SUPPLIED MATERIAL START

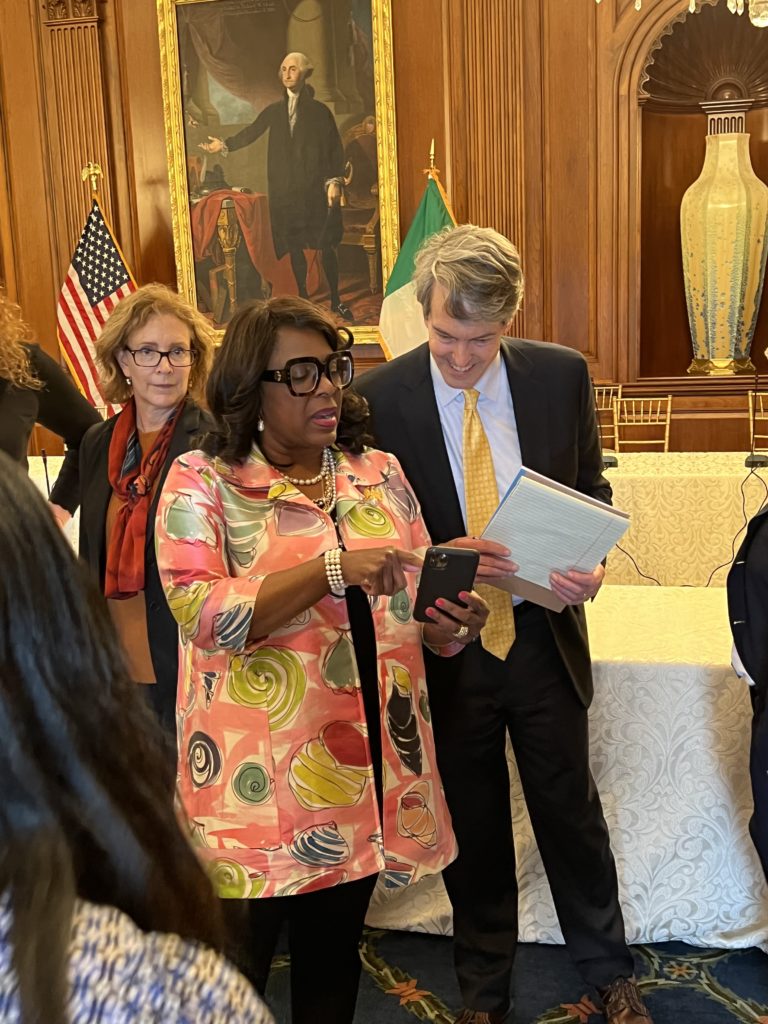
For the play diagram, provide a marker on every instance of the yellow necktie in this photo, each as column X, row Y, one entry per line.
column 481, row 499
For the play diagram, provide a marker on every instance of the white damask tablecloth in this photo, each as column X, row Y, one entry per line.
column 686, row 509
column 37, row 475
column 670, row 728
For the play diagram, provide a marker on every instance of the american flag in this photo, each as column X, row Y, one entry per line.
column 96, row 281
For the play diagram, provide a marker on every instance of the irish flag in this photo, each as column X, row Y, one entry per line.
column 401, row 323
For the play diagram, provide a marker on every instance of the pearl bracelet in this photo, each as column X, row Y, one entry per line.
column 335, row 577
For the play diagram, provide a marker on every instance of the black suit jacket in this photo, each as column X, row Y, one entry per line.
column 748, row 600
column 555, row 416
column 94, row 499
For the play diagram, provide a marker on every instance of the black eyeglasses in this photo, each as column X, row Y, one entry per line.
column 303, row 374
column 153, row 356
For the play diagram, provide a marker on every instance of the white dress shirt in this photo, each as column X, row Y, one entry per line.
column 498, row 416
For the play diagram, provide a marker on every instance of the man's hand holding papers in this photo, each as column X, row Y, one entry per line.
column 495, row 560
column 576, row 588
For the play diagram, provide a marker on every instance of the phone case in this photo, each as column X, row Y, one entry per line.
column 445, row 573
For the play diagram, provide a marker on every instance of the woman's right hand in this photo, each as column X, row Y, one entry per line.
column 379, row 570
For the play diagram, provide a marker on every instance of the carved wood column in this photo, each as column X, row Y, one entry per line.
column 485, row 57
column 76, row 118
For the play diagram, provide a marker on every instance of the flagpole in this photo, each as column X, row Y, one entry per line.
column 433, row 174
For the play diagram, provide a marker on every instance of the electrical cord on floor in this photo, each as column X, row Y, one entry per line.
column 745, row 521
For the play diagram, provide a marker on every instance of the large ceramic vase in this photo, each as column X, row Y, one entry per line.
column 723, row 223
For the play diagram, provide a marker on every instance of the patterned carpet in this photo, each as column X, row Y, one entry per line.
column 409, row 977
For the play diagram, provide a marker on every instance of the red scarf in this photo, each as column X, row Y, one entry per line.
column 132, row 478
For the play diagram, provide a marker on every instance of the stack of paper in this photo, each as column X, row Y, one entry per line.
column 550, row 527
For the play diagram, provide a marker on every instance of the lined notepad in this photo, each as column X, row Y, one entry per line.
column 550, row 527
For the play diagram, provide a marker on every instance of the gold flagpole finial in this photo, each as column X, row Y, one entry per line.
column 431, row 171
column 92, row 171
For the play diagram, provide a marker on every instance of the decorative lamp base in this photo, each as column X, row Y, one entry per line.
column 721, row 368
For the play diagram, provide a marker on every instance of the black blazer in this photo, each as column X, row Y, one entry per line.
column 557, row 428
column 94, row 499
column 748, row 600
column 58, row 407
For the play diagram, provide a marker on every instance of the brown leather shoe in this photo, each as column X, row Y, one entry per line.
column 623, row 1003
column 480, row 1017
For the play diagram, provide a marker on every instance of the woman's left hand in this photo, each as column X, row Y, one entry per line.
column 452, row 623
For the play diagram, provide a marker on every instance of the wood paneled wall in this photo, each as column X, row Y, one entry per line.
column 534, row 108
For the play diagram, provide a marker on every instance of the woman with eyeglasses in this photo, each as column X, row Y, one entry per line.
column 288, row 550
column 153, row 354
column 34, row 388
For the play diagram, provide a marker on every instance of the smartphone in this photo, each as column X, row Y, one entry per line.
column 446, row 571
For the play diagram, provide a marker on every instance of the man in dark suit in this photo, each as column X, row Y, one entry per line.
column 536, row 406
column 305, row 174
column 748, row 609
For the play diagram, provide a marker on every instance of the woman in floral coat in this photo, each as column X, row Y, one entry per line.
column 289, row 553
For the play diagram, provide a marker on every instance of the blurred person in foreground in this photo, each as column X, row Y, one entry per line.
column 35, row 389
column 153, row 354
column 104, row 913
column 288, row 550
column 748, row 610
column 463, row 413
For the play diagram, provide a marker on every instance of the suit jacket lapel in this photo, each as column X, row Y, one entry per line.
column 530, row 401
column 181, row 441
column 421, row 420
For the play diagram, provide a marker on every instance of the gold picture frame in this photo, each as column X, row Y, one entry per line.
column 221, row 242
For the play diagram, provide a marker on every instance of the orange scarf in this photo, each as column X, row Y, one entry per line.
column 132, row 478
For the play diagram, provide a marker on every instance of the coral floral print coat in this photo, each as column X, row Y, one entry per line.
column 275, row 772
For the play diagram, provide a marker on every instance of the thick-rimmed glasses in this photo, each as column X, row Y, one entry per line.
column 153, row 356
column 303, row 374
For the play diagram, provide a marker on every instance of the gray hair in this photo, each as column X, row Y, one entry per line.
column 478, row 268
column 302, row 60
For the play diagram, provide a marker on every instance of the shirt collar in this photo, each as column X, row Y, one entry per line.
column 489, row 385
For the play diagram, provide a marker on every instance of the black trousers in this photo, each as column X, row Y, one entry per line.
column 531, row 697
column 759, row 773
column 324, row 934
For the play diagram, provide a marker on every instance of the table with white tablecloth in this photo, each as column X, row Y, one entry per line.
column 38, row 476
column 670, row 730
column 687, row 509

SUPPLIED MATERIAL END

● **WHAT YOU ARE ASKED TO DO**: The entries above must be output exactly, with every image left out.

● **RESPONSE BOX**:
For the play diagram, provide a marker on every instance of the yellow necktie in this photo, each as column X, row Y, one entry per line.
column 481, row 499
For the play diagram, provide a marker on every instance of the white damask tablecloth in this photo, each as column X, row Y, one entry per line.
column 686, row 509
column 37, row 475
column 670, row 728
For the play diagram, provide a marker on every instance of the american flag in this photo, each as column X, row Y, one entry per line.
column 96, row 281
For the play diagram, provide a marker on every instance of the irish flag in this photo, each as column X, row Y, one entry per line.
column 401, row 323
For the play diagram, provide a marker on every instance of the pearl bracelet in this photo, each as column X, row Y, one entry per line.
column 335, row 577
For the play diagram, provide a marker on every instance of the black suit jacket in this photo, each as column X, row Y, one entry per line.
column 748, row 600
column 555, row 416
column 94, row 499
For the play diagram, provide a marker on every instance of the black eyeglasses in this photo, each as column X, row Y, one entry per line.
column 303, row 374
column 153, row 356
For the play diagram, provide a marker on every instance of the white dress shirt in this photo, each as column X, row Y, one entry per line.
column 498, row 416
For the play diagram, provide a marker on every instance of the man's hand holding papers in this photo, each as column X, row Y, one entry per line.
column 495, row 560
column 576, row 588
For the play diagram, provide a marker on every instance of the phone case in this photo, each as column X, row Y, one entry per line.
column 445, row 573
For the play diagram, provide a marker on every instance of the woman's right hand in this photo, each as column X, row Y, one entry per line.
column 379, row 570
For the play diagram, provide a marker on every instance of the carved wood column in this photo, each as column X, row Y, one entry per line.
column 485, row 57
column 76, row 118
For the play diagram, provide a marker on every instance of the flagpole in this photo, each as column X, row Y, one entry per line.
column 433, row 174
For the play diagram, provide a marker on every instance of the electrical cord on floor in this photo, each as column X, row Y, one entry per line.
column 745, row 521
For the play diagram, provide a marker on every instance of the large ceramic vase in this photo, each as column X, row Y, one entry per line.
column 723, row 223
For the play diagram, provide a marker on every instance of the patterned carpet in this photo, each as column X, row Y, one entry per line.
column 409, row 977
For the play diagram, provide a marker on every instance of the red scarf in this photo, each as column X, row Y, one entry per line.
column 132, row 478
For the play diagram, provide a marker on every instance of the stack of paper in this photo, each as column X, row Y, one entry per line.
column 550, row 527
For the play diagram, provide a marker on every instance of the lined notepad in this photo, each as column X, row Y, one entry per line.
column 550, row 527
For the play diagram, provide a marker on every instance of the gold flagpole finial in this photo, each as column X, row Y, one entry per line.
column 431, row 171
column 92, row 171
For the play diagram, provide a marker on every instance of the decorative lamp base in this photo, each as column X, row Y, one entry per line.
column 721, row 368
For the play diagram, provide a marker on every instance of the black blazer in this photo, each as column X, row Y, one entry per line.
column 557, row 428
column 94, row 499
column 748, row 600
column 58, row 407
For the play diagram, provide a marker on every instance of the brown leather shoe in this photo, each as column X, row Y, one entry per line.
column 623, row 1003
column 480, row 1017
For the play diagram, provide a marker on every instance of the woman's left hand in this photo, each as column X, row Y, one entry per line.
column 452, row 623
For the play diagram, provide a marker on every instance of the wood paneled wall in this photo, each as column X, row Y, one entry per line.
column 534, row 108
For the play diagram, provide a marker on every instance of the woman with eyeglasses in this photo, each as column X, row Y, one entry per line.
column 288, row 550
column 153, row 354
column 34, row 388
For the play diagram, provide a marker on every instance of the smartphone in this photo, each as column X, row Y, one entry per line.
column 446, row 571
For the play diagram, provide a marker on every instance of the man in dark suit in this photo, each as column X, row Y, one entry per line.
column 536, row 406
column 305, row 174
column 748, row 609
For the play diagram, provide a marker on every instance of the woman in floral coat in this photo, each as column X, row Y, one entry per line.
column 289, row 553
For the play diagram, provide a marker on every instance of the blurred person in foreground in this photo, each as column X, row Y, one entry per line.
column 35, row 389
column 153, row 354
column 104, row 913
column 288, row 550
column 748, row 610
column 463, row 413
For the play diagram, provide a marker on every instance of the suit jacket lapel in this photo, each as column X, row Y, one entry per line.
column 530, row 401
column 181, row 441
column 421, row 420
For the play diagram, provide a marker on every instance of the gold picture frame in this photo, each as column X, row Y, one entry per line.
column 221, row 242
For the play diagram, provide a marker on every instance of the orange scarf in this photo, each as column X, row Y, one entry per line.
column 132, row 478
For the play diagram, provide a marker on every instance of the coral floral print coat in this photo, each as column X, row Y, one entry per line.
column 275, row 772
For the play diagram, provide a marker on every instance of the thick-rimmed glasses in this photo, each as column X, row Y, one entry per line.
column 153, row 356
column 303, row 374
For the play diagram, provide a marker on every instance of the gray hair in this photo, each as column X, row Y, one entry per line.
column 478, row 268
column 302, row 60
For the play diagram, provide a marker on every instance of the shirt collar in this photo, each as column X, row Y, one entry per line.
column 489, row 385
For the play diagram, provide a marker on every instance of the black trousers in this photo, each as column X, row Y, one entry per line.
column 531, row 697
column 759, row 773
column 324, row 934
For the play diagram, provide a marker on every instance of the table with white tablecloth in this photo, each as column X, row Y, one entry per line.
column 38, row 476
column 670, row 730
column 687, row 509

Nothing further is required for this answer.